He told the News that Diamond has been quoted as saying that he loves tribute acts.

“He (Diamond) suggests that rather than going out and impersonating him, we put a little twist on it and have some fun,” said Scott. “My show, although I do represent the look and the voice, I don’t - when I’m standing on stage - concentrate on saying, ‘You’re going to believe I’m Neil Diamond.’ There’s only one Neil Diamond. What I do is, I create a Neil Diamond party. It’s a very, very, very audience-interactive show. At the top of the show, I put the crowd through their paces, tell them what I’m going to do during the performance, that I’m in the crowd as much as I’m on stage, and when we’re all doing a song when I’m in the crowd.”

He pauses, then laughs, “If there’s some guy on a cell phone, not paying attention, then we’ll have our way with him.”

Scott said his show also includes background stories on Diamond and the origin of the songs, a dance contest and a “huge” follow-the-bouncing ball sing-along.

“And it’s all wrapped up in a big bow by all the iconic Neil Diamond hits.”

Scott has been playing music since he was five years old and began attending a Toronto conservatory where he achieved first-degree honours and graduated at the age of 15.

He knew he wanted to be a performer the minute he saw the Beatles on TV.

“If anybody asked me what I was going to do with my life, my answer was ‘I’m going to be a rock star.’”

◆ **Tasks to complete**:
- A) In the Neil Diamond tribute passage, at what age did Scott graduate from the Toronto conservatory?
- B) From the Neil Diamond tribute passage, retype everything from "He pauses, then" down to "the age of 15.".

◆ **Extracted information**:
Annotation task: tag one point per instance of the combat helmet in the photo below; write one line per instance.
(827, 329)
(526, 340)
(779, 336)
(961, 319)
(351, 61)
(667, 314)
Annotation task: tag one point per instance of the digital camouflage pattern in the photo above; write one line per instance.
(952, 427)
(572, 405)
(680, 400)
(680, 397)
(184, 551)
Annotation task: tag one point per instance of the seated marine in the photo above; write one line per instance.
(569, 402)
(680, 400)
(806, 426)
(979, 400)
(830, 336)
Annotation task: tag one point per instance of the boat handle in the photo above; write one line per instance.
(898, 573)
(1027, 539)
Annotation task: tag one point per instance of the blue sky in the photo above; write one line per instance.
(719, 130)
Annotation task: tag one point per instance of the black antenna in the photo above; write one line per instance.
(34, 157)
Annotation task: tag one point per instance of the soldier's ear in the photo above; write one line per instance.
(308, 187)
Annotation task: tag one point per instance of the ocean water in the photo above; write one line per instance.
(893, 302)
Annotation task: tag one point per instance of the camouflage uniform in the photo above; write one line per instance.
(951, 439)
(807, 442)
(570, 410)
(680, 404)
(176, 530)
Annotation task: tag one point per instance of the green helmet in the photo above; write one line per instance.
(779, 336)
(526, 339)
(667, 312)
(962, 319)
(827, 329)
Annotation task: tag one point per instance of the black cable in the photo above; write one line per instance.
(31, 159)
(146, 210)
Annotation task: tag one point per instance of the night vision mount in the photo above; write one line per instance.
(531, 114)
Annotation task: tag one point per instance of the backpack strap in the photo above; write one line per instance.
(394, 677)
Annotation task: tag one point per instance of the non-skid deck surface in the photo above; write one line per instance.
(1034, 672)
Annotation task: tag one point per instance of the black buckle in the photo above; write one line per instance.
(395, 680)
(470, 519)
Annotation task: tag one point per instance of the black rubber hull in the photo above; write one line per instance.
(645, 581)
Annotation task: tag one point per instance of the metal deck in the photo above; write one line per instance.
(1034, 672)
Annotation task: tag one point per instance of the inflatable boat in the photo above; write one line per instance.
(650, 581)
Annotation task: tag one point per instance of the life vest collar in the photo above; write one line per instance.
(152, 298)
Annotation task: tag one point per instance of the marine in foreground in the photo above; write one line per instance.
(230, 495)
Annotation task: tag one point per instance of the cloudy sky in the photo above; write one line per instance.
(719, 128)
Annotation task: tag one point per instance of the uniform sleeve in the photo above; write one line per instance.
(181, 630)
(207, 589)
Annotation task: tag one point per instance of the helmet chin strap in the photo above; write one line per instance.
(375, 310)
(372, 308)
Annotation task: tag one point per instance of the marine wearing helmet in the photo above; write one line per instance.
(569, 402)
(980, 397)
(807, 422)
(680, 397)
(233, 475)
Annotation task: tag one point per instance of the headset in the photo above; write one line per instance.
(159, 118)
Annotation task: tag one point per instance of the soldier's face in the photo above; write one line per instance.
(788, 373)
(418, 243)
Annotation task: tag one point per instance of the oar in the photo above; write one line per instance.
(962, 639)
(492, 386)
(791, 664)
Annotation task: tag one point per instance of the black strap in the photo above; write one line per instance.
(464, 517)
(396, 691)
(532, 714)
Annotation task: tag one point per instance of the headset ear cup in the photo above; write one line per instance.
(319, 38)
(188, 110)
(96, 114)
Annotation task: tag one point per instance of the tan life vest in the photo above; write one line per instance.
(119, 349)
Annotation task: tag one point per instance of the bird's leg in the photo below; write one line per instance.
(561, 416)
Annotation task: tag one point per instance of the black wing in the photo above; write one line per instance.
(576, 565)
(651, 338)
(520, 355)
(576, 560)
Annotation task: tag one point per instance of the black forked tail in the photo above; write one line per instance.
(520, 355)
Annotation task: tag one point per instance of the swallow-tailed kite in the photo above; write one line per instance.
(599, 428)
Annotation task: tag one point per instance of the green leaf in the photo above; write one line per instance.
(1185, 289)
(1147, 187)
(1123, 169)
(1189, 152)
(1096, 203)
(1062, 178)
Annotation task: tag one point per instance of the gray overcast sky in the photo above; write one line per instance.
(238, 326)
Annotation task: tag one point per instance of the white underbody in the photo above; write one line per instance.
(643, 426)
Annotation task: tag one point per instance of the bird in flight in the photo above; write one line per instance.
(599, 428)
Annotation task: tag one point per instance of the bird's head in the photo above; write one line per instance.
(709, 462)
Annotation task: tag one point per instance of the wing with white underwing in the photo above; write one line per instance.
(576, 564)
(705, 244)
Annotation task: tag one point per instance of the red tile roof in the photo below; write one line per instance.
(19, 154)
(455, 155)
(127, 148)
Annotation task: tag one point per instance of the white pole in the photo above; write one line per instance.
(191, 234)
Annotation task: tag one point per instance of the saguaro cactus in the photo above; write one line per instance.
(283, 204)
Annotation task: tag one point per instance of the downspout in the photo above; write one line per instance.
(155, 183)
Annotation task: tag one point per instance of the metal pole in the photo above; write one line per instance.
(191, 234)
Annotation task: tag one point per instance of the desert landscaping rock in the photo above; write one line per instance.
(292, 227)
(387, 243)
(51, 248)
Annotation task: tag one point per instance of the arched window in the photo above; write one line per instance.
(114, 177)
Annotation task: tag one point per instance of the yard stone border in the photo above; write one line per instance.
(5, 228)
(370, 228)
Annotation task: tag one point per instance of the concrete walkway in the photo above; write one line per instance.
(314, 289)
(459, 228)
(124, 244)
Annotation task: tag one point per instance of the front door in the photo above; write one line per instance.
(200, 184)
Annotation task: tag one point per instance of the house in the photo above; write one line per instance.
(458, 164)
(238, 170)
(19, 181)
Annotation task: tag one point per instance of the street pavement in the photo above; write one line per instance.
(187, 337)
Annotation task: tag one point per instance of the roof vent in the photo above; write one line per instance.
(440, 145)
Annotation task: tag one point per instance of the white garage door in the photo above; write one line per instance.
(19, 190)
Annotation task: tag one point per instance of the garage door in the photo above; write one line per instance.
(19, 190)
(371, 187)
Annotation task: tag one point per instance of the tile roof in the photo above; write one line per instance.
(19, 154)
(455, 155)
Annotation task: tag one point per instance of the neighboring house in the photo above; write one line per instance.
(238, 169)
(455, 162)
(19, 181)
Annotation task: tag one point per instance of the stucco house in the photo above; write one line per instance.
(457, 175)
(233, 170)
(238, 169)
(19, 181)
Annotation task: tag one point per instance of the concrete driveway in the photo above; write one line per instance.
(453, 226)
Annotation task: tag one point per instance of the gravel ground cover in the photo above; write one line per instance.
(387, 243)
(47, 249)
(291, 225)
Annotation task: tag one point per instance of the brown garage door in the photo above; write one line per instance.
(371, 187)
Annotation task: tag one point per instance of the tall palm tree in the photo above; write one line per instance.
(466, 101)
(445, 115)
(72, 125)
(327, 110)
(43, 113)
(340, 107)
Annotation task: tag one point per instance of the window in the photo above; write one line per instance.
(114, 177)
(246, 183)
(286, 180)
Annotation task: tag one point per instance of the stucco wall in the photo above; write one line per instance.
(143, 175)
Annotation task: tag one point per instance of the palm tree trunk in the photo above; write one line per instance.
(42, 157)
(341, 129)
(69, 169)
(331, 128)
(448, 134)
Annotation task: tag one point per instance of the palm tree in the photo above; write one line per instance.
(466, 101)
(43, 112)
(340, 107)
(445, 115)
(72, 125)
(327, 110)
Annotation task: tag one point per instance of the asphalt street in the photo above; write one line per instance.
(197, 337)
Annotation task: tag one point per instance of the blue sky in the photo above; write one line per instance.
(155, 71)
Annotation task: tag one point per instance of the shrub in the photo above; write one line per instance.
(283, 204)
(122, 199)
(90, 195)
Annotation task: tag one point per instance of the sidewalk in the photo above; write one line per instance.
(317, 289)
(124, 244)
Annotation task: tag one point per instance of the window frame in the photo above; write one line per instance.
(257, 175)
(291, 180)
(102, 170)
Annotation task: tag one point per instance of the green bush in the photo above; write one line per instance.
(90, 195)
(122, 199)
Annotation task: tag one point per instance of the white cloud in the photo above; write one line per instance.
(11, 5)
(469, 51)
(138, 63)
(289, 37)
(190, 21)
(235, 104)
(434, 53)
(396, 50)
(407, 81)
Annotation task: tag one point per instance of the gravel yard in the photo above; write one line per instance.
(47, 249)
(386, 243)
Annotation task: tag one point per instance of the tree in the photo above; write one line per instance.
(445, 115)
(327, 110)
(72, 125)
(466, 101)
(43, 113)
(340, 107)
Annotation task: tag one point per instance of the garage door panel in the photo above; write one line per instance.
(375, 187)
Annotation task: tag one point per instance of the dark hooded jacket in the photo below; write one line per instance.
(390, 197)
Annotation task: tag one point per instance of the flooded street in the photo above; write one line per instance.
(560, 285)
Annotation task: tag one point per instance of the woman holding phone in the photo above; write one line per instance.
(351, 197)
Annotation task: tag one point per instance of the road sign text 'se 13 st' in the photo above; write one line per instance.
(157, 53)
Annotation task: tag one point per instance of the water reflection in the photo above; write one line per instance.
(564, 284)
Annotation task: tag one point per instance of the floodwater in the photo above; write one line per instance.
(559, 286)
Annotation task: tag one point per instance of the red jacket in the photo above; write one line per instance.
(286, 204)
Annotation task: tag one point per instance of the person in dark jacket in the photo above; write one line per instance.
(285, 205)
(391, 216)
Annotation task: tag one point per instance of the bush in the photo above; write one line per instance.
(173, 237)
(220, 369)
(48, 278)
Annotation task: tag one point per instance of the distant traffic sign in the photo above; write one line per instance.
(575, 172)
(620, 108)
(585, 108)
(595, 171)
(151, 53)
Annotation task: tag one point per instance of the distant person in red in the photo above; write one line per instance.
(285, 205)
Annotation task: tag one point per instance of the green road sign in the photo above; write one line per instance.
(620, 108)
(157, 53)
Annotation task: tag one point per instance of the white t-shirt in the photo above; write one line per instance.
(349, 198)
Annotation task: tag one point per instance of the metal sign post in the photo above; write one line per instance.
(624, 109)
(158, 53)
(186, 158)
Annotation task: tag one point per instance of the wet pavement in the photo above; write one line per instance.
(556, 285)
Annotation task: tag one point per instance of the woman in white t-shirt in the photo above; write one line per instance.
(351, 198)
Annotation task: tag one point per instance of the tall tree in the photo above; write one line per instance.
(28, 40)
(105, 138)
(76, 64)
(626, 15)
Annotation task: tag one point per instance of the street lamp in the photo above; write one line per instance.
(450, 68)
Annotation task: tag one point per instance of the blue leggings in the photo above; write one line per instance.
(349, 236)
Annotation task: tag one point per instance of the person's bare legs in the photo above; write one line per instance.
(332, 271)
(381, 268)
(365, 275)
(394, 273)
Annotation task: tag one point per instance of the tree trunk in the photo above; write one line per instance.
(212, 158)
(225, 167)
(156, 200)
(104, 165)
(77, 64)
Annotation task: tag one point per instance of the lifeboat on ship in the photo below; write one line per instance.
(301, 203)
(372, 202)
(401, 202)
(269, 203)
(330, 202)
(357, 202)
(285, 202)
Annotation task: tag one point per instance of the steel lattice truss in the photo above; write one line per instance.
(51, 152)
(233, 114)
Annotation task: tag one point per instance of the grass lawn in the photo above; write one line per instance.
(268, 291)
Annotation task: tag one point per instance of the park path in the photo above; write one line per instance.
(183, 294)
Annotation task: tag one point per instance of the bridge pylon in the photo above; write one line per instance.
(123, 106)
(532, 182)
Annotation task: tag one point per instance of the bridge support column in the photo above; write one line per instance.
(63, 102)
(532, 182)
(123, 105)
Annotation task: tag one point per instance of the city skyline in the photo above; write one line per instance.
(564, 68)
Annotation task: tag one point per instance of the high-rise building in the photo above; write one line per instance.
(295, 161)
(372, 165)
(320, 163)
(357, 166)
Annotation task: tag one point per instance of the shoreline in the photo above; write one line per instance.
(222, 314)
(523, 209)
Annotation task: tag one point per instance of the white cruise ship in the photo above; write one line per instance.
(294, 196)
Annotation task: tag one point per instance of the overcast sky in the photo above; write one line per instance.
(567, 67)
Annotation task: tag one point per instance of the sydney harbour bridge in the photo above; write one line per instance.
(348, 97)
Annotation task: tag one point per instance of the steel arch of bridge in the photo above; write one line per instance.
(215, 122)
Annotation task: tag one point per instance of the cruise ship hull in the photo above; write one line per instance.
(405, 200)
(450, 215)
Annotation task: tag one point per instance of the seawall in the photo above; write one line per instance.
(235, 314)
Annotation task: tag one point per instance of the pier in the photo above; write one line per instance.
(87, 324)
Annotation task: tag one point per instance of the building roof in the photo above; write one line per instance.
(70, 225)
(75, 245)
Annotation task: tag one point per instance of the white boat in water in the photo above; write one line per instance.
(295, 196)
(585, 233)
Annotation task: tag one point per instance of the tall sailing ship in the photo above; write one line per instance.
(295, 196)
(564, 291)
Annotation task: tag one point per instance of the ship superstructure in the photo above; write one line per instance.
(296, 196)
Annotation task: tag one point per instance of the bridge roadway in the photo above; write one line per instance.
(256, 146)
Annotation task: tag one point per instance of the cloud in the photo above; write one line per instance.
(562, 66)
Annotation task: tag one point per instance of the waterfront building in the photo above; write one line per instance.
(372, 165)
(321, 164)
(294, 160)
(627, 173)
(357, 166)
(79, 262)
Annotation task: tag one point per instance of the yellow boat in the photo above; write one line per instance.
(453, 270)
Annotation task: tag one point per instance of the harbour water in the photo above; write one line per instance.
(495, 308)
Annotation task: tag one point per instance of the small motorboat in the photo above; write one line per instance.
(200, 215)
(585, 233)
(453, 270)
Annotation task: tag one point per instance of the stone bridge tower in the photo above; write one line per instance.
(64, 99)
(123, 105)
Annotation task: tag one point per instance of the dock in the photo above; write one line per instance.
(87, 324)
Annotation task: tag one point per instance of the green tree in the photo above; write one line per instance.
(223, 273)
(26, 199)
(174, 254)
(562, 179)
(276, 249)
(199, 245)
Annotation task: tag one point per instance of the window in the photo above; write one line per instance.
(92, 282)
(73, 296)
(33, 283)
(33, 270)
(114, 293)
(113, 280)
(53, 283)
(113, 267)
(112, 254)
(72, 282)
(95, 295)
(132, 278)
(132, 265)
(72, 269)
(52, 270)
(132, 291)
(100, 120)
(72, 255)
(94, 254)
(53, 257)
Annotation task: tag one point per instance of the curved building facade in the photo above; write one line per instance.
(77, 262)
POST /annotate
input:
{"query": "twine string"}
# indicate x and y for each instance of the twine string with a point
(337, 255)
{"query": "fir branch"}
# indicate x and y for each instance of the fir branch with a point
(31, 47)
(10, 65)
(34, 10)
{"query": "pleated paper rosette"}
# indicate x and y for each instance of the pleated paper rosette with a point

◆ **List of solutions**:
- A) At the age of 15.

- B)
He pauses, then laughs, “If there’s some guy on a cell phone, not paying attention, then we’ll have our way with him.”

Scott said his show also includes background stories on Diamond and the origin of the songs, a dance contest and a “huge” follow-the-bouncing ball sing-along.

“And it’s all wrapped up in a big bow by all the iconic Neil Diamond hits.”

Scott has been playing music since he was five years old and began attending a Toronto conservatory where he achieved first-degree honours and graduated at the age of 15.